● Activity
Nothing may be dropped or added when the entries below are copied.

======== Records supplied

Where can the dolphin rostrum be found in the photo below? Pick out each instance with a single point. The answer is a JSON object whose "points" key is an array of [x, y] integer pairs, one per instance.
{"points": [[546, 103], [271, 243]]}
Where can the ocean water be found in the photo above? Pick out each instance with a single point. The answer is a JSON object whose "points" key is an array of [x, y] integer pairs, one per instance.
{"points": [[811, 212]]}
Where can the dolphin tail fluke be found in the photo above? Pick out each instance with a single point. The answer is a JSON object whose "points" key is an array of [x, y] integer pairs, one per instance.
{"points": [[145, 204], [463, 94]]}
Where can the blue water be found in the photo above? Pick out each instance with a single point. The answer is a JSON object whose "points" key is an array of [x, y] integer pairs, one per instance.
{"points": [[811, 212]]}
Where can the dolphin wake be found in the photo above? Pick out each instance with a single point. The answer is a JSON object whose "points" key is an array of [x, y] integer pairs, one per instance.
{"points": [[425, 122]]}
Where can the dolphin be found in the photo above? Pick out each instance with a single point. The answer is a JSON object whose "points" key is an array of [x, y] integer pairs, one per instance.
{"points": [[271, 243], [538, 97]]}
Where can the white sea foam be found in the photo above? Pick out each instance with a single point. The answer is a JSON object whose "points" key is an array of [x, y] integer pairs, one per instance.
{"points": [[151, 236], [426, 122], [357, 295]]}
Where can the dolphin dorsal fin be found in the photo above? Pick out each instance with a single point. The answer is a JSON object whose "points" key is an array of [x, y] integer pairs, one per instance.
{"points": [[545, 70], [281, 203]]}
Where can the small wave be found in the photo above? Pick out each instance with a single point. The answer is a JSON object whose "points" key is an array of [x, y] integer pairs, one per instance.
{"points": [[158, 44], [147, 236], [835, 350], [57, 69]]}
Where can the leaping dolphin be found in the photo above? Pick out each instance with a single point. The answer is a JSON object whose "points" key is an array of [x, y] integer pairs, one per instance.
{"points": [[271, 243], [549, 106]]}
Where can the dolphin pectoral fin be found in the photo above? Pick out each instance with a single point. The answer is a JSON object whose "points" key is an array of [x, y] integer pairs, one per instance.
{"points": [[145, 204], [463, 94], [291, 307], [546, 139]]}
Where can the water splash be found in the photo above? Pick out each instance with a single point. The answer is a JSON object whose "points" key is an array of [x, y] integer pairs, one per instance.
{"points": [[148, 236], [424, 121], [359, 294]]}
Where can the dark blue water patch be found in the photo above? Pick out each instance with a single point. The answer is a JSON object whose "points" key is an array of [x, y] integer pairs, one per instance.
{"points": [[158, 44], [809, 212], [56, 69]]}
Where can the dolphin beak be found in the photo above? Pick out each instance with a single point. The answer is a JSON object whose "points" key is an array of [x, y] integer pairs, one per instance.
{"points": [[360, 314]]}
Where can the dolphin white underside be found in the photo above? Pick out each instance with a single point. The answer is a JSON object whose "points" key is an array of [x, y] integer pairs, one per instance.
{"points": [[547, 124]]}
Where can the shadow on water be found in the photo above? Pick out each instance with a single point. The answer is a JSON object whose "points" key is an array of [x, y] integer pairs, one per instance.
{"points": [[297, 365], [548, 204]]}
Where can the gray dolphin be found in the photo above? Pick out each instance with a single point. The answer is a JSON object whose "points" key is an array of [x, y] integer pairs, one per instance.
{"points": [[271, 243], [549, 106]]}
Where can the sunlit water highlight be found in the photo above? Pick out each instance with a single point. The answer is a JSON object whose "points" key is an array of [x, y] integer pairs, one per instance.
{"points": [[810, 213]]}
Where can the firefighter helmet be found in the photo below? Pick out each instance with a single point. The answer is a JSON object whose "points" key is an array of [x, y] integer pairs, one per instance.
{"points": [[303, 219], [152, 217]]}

================

● Completed task
Where can the dolphin rostrum be found in the photo below? Pick out each instance with a single point. The answer is a JSON object whose "points" key is an array of [x, y] integer pairs, one per instance.
{"points": [[546, 103], [271, 243]]}
Where can the ocean water be found in the photo above? Pick out each instance with a single point. The answer is a JSON object whose "points" key is an array of [x, y] integer pairs, one per instance.
{"points": [[811, 212]]}
Where can the dolphin tail fluke be found in the photo above? Pick out each instance with a single point. The answer is a JSON object whose "points" key is an array of [x, y] integer pairs, one per instance.
{"points": [[145, 204], [463, 94]]}
Where can the blue water be found in the photo above? Pick out each instance with a single point. The answer is a JSON object whose "points" key is an array of [x, y] integer pairs, one per instance.
{"points": [[811, 212]]}
Where can the dolphin wake be found in the photo above? Pick out each instance with a single point. The answer is a JSON object whose "points" key is an array of [x, y] integer pairs, one per instance.
{"points": [[425, 122]]}
Where can the dolphin be found in the photo above? Pick out each instance with a single point. The answer is a JSON object whose "points" key is an array of [x, y] integer pairs, one per instance.
{"points": [[271, 243], [538, 97]]}
Where can the white sea foam be found in the photo above? Pick out each instance with a single point. The answer is a JSON object whose "points" key is an array of [x, y] integer pairs, one per instance.
{"points": [[151, 236], [426, 122], [357, 295]]}
Where can the dolphin dorsal fin be found in the photo above? Pick out each instance with a single point. The answer is a JSON object whose "points" key is an array of [x, y] integer pairs, one per instance.
{"points": [[545, 70], [281, 203]]}
Where can the small wave be found in the photo above? Pick out each instance with a single point. The answer is a JSON object whose "points" key is an array of [x, y] integer pairs, one per instance.
{"points": [[158, 44], [147, 236], [835, 350], [57, 69]]}
Where can the leaping dolphin be found in the photo above? Pick out each instance with a single point. The answer is a JSON object whose "points" key is an array of [x, y] integer pairs, one per instance.
{"points": [[271, 243], [549, 106]]}
Where can the dolphin pectoral fin be found in the photo above? Pick out each instance with a single point. The answer is a JSON object whose "points" key is an array of [x, y] integer pairs, one per instance.
{"points": [[145, 204], [463, 94], [291, 307], [546, 139]]}
Where can the water splash be found in the photo above? Pick out each instance with a single point. The answer is a JSON object whose "points" key is an array of [x, y] integer pairs, one per instance.
{"points": [[148, 236], [424, 121], [359, 294]]}
Where can the dark blue water patch be found in the photo above? Pick out each instance with a single point. The answer is a JSON object whose "points" key is an array of [x, y] integer pairs, one per instance.
{"points": [[158, 44], [809, 212], [56, 69]]}
Where can the dolphin beak be found in the photo above? Pick out each instance with a single point. The answer is a JSON object whose "points" key is an array of [x, y] integer pairs, one per instance.
{"points": [[360, 314]]}
Where can the dolphin white underside be found in the photo above? Pick out each instance with a single point. The answer is a JSON object whose "points" key is an array of [x, y] integer pairs, one per instance.
{"points": [[547, 124]]}
Where can the shadow on water be found in the photo above? Pick out each instance with a single point. The answer is a JSON object whose "points" key is an array of [x, y] integer pairs, one per instance.
{"points": [[297, 365], [548, 204]]}
Where can the gray dolphin be found in the photo above? Pick out each instance with a single point. The answer is a JSON object whose "points" key is an array of [x, y] integer pairs, one per instance.
{"points": [[271, 243], [549, 106]]}
Where can the sunlit water highlight be found in the photo above? Pick out each instance with a single point. The answer is a JSON object whose "points" key is an array of [x, y] integer pairs, one per instance.
{"points": [[810, 213]]}
Where can the firefighter helmet be found in the photo below? Pick out each instance with a single point. The answer is a JSON object whose "points" key is an array of [x, y] integer pairs, one per instance.
{"points": [[303, 219], [152, 217]]}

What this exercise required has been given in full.